--- START OF Records provided ---
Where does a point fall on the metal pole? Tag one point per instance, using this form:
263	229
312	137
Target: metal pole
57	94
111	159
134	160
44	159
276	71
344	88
--- END OF Records provided ---
Given task:
Copy the records above without any changes.

Answer to the problem:
Where does a point fall on the metal pole? Tag one point per instance, using this form:
263	229
312	137
Target: metal pole
57	94
111	159
134	160
44	159
276	71
344	88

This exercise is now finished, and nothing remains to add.